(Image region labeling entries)

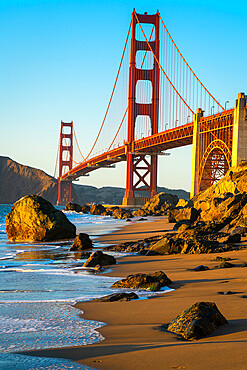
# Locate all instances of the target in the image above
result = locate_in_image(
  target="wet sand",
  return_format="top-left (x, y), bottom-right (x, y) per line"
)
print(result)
top-left (21, 220), bottom-right (247, 370)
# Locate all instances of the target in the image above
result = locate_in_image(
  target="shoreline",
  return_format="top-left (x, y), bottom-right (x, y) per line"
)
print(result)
top-left (20, 220), bottom-right (247, 370)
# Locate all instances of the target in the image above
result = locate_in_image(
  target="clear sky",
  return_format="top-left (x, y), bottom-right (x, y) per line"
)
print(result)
top-left (0, 0), bottom-right (247, 190)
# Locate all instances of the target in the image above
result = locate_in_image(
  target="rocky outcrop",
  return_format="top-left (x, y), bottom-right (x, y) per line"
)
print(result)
top-left (83, 251), bottom-right (116, 267)
top-left (64, 203), bottom-right (81, 212)
top-left (6, 195), bottom-right (76, 242)
top-left (93, 292), bottom-right (139, 302)
top-left (111, 271), bottom-right (172, 291)
top-left (167, 302), bottom-right (227, 340)
top-left (133, 193), bottom-right (178, 216)
top-left (112, 208), bottom-right (133, 220)
top-left (81, 204), bottom-right (90, 213)
top-left (70, 233), bottom-right (93, 251)
top-left (90, 204), bottom-right (108, 216)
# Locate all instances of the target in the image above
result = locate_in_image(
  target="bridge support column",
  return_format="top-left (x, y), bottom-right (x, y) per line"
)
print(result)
top-left (123, 10), bottom-right (159, 205)
top-left (190, 108), bottom-right (203, 198)
top-left (232, 93), bottom-right (247, 166)
top-left (57, 121), bottom-right (73, 205)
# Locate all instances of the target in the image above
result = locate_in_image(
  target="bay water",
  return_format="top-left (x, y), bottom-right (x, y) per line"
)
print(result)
top-left (0, 205), bottom-right (172, 370)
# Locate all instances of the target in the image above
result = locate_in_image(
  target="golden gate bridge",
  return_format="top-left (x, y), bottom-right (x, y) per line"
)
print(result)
top-left (57, 9), bottom-right (247, 205)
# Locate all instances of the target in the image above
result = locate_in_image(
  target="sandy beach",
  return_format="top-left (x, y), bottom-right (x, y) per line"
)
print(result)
top-left (21, 219), bottom-right (247, 370)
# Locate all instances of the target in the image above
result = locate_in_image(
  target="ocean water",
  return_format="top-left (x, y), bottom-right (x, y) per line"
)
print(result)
top-left (0, 205), bottom-right (173, 370)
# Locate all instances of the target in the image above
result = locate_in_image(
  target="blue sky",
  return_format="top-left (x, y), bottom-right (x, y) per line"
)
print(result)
top-left (0, 0), bottom-right (247, 190)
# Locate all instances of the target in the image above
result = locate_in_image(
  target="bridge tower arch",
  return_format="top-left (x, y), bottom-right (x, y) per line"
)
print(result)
top-left (123, 10), bottom-right (159, 205)
top-left (57, 121), bottom-right (73, 205)
top-left (190, 93), bottom-right (247, 198)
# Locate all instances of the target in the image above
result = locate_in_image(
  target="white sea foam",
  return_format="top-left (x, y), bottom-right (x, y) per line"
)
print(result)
top-left (0, 316), bottom-right (59, 334)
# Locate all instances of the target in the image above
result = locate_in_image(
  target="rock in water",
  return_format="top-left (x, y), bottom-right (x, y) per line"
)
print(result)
top-left (6, 195), bottom-right (76, 242)
top-left (93, 292), bottom-right (139, 302)
top-left (90, 204), bottom-right (107, 216)
top-left (83, 251), bottom-right (116, 267)
top-left (167, 302), bottom-right (227, 340)
top-left (64, 203), bottom-right (81, 212)
top-left (111, 271), bottom-right (172, 291)
top-left (70, 233), bottom-right (93, 251)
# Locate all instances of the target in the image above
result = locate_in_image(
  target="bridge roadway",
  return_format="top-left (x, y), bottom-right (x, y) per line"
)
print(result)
top-left (60, 109), bottom-right (233, 181)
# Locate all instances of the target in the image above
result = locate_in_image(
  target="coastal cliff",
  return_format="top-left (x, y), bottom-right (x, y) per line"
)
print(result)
top-left (0, 156), bottom-right (189, 205)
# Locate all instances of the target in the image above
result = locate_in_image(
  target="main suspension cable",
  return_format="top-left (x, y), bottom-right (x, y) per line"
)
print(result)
top-left (157, 12), bottom-right (225, 110)
top-left (134, 10), bottom-right (194, 114)
top-left (84, 21), bottom-right (132, 161)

Your task: Pull out each line of the records that contains the string "water", matching case exactly.

Task answer:
  target="bay water",
  target="ocean water",
  target="rock in water",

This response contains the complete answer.